» 作業指示
A: 映画「敵」の感想文のうち、「座席に向かうと私の席に老人が座っていた…敵か?」から「シートに残るジジイの体温が伝わってくる…敵だ!」までの部分を、そのまま書き写して返してください。
B: 映画「敵」の感想文を読んで、次の問いに答えてください。
(i) 長塚京三が演じる老人は、どの作品の役所広司にも通じると書かれていますか?
(ii) バーで出会う菅井歩美を演じているのは誰ですか?
(iii) 日常が狂っていく様相は、誰の作品の気持ち悪さに似ているとされていますか?
C: 映画「敵」の感想文を、最後の文の後から書き継いでください。

» 本文
══════════════════════════════

座席に向かうと私の席に老人が座っていた…敵か?

チケットを見せると、「悪い、間違えた」とすぐに動く老人…
違和感…こいつここが自分の席では無いと気づいていたのでは?
老人の移動した先に目をやると私の座席の後ろの”一般席”だった
このジジイ確信犯か…敵だ!

苛立ちを押し殺してジジイが倒したシートのリクライニングを一度戻してから再度自分に合わせて深めに沈む…
シートに残るジジイの体温が伝わってくる…敵だ!

作品が始まって集中していると、背後のジジイが内容に合わせて相槌だったり独り言のようなリアクション
やたら音が響く袋をガサガサさせる
自分が発する音がいかに劇場マナーとして最低かを意識すらしていない…敵だ!

しかしこの作品はジジイ映…
失礼しました、老人映画

隠居した老後の日常を淡々と描く作品
老人の社会と隔絶される事への不安
そして渇望する人間関係だったり性欲
背後に感じるジジイの存在感は
本作を観る上ではまさかの臨場感

こんなジジイにはなりたくないと背後の存在に感じながら
劇中に描かれる長塚京三が演じる老人は「PERFECT DAYS」の役所広司にも通づるまた一つの理想の隠居生活のモデルケースなのだ

そして本作のタイトル「敵」の存在

自分の中で決めた法則が阻害されたり
人間関係から生まれる軋轢や悪意など
外側から攻めてくるもの
それらをすなわち「敵」と捉えることもできるのだが

過去の自分自身の行いに対する記憶や、自分自身の卑猥な想像すらも「敵」として自らに牙を向けてくる
それは老いへの抗いであったり
いまだに残る自己へのプライドだったり
抑えられない性衝動であったり
内側から攻めてくるもの

現在進行形な事だけではなく
現実と妄想と夢が同じ階層で混在して恐怖と居心地の悪さも良さも同時の共存するなんとも発熱時の夢のような感覚

贅沢をせずとも丁寧な暮らしはできるが
それも金が無ければじわじわと生活は乱雑になっていく
そんな描き分けも説明的にならず素晴らしい

彼の中で預金残高から計算された丁寧な暮らしが出来ている時には
瀧内公美が演じる鷹司靖子や、バーで出会う河合優実演じる菅井歩美のような清楚な色気を纏った女性が登場してその前では格好つけようとする
まだ意識が「死」ではなく「生」に向かっているのに対して

預金残高を失い生活に余裕が無くなってからは、亡き妻の姿を見るようになり
妄想や強迫観念に取り込まれていく
急速に意識が「死」に向かっていく
これは「死」という現実に追い込まれた精神的な幻覚なのか、死に触れながら見た走馬灯なのか

考察すればするだけ、観客の数だけ存在する「敵」を感じれる面白さ
日常が狂っていく様相は、どこか黒沢清作品の気持ち悪さにも似ています

クライマックス中島歩さん演じる相続人の甥が双眼鏡で覗く先に映る姿を通して思うのです…
1人でレイトショーに来ていた背後のジジイ
あれは未来の自分の姿なのかもしれない
あの年齢の私は丁寧な暮らしが出来ているのだろうか…忌み嫌われる老人になっていないだろうか

今だって乱暴な暮らしをしているんです
丁寧な暮らしは無理なのかもしれない
フライング気味に未来の自分が「敵」として攻撃してきた謎の臨場感
...これはあのジジイにありがとうなのか?

══════════════════════════════

» データ記録
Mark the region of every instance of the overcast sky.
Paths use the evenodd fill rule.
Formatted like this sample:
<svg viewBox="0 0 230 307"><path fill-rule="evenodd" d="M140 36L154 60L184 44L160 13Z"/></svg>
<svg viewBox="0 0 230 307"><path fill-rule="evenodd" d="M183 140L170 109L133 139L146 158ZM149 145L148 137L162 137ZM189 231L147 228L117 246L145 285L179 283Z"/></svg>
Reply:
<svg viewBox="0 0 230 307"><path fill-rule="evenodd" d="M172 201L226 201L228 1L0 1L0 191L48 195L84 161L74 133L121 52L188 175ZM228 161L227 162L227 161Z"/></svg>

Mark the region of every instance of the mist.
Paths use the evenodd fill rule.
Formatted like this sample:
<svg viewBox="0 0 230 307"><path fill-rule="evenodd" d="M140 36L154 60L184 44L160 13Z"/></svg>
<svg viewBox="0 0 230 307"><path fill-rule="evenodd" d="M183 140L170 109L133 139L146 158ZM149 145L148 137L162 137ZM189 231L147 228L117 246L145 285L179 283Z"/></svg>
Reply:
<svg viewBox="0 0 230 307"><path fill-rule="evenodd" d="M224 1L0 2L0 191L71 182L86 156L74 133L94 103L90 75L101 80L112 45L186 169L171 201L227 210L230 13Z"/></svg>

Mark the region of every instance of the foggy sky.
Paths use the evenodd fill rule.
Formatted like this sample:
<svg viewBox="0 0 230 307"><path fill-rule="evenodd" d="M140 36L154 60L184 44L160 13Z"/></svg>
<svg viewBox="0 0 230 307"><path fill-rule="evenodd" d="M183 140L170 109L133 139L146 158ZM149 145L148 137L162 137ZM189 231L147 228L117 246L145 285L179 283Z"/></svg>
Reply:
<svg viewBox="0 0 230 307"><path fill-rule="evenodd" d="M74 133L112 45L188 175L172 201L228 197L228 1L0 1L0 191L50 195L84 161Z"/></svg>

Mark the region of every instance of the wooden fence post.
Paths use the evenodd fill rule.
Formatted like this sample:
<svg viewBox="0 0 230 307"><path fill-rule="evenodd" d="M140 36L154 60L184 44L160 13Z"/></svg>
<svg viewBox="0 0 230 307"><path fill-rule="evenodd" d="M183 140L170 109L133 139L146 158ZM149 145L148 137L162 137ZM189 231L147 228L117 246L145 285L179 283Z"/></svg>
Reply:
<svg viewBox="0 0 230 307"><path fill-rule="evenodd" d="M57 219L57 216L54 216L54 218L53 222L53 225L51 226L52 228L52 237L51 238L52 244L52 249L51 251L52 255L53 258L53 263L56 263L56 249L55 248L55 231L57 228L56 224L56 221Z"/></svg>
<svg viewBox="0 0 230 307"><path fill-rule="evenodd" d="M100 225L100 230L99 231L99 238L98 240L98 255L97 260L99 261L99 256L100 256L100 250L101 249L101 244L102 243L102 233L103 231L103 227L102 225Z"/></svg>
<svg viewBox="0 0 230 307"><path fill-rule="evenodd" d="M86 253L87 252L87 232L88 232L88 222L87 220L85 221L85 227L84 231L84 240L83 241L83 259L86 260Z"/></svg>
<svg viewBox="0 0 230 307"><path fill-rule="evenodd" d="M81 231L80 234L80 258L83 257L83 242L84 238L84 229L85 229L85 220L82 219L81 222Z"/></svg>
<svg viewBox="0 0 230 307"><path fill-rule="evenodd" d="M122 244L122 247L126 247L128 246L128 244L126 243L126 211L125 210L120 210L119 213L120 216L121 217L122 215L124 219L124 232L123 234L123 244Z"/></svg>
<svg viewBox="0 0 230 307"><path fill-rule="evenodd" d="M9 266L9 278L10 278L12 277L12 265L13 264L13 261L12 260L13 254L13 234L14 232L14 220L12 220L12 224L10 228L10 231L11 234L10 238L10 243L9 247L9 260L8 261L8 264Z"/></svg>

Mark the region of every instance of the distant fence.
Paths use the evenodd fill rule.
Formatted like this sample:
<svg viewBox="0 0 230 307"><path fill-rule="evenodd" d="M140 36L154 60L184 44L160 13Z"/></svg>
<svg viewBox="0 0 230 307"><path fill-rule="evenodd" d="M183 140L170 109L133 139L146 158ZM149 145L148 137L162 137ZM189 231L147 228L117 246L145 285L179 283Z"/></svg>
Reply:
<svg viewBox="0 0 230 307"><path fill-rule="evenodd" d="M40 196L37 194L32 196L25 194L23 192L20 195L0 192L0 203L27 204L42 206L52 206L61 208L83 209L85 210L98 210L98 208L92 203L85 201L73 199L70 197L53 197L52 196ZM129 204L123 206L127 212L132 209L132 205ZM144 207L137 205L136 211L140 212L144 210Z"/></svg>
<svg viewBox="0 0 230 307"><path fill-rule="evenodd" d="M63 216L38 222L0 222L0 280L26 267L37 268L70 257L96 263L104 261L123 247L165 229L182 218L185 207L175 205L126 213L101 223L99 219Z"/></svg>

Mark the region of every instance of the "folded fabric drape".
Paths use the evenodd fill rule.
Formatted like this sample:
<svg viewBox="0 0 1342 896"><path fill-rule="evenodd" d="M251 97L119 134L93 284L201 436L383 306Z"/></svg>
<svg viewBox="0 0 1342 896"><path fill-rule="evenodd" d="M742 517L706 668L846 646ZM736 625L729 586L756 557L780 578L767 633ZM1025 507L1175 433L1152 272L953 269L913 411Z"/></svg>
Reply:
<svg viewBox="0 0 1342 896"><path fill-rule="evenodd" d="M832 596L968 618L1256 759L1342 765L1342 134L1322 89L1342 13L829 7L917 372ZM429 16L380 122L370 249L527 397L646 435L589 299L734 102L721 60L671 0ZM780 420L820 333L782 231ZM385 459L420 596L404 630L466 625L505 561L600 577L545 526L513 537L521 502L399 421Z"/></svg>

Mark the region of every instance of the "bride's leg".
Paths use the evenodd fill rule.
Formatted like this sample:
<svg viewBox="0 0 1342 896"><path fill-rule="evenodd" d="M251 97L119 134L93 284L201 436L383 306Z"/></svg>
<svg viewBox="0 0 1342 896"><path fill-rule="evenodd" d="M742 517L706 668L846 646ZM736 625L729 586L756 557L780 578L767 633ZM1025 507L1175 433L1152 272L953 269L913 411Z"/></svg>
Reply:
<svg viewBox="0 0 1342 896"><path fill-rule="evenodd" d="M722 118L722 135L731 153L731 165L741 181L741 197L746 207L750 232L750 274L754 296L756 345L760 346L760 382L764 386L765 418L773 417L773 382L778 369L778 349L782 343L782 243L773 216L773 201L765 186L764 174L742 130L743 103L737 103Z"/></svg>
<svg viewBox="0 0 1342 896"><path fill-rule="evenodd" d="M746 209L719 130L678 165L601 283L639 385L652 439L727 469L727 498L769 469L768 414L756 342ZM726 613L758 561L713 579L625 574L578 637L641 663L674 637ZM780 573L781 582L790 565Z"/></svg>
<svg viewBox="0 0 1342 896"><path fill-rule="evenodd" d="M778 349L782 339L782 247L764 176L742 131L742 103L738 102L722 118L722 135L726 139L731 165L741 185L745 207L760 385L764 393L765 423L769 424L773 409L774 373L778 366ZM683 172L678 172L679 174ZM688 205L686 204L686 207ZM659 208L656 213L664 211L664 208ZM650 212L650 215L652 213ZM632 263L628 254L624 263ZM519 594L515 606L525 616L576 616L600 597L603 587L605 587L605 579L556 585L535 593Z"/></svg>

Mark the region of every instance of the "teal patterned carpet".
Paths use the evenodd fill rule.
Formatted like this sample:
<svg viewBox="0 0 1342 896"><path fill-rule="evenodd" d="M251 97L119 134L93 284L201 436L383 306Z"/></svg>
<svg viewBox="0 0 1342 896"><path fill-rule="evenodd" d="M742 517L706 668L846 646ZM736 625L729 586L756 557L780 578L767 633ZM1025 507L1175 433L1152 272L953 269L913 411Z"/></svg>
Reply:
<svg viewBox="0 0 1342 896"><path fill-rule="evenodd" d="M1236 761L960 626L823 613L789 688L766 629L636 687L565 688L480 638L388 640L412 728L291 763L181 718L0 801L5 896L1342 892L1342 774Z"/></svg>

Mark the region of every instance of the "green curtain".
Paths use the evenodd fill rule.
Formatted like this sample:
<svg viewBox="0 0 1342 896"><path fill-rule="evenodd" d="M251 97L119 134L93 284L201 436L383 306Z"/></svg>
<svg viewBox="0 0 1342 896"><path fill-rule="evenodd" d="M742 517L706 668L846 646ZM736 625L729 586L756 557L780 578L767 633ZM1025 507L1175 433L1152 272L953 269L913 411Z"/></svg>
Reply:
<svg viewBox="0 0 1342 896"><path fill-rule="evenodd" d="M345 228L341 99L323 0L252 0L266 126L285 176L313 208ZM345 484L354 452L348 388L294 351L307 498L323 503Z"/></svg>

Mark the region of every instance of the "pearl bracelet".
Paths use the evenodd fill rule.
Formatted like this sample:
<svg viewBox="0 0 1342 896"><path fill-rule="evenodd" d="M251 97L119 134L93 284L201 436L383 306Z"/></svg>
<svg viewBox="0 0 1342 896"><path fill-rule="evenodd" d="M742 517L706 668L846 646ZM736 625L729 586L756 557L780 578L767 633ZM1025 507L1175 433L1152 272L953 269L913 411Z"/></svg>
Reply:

══════════════════════════════

» 各指示への回答
A:
座席に向かうと私の席に老人が座っていた…敵か?

チケットを見せると、「悪い、間違えた」とすぐに動く老人…
違和感…こいつここが自分の席では無いと気づいていたのでは?
老人の移動した先に目をやると私の座席の後ろの”一般席”だった
このジジイ確信犯か…敵だ!

苛立ちを押し殺してジジイが倒したシートのリクライニングを一度戻してから再度自分に合わせて深めに沈む…
シートに残るジジイの体温が伝わってくる…敵だ!

B:
(i) 「PERFECT DAYS」
(ii) 河合優実
(iii) 黒沢清

C:
作品内のとあるシーンが
自分の目では見れないはずの未来に起こるシーンと重なっていたような演出があり
その印象からあの老人に自分を重ねてしまったのかもしれない

…いやどれだけ歳を重ねても私は映画館マナーはちゃんと守ります
やっぱりあれはただの実在する「敵」だ!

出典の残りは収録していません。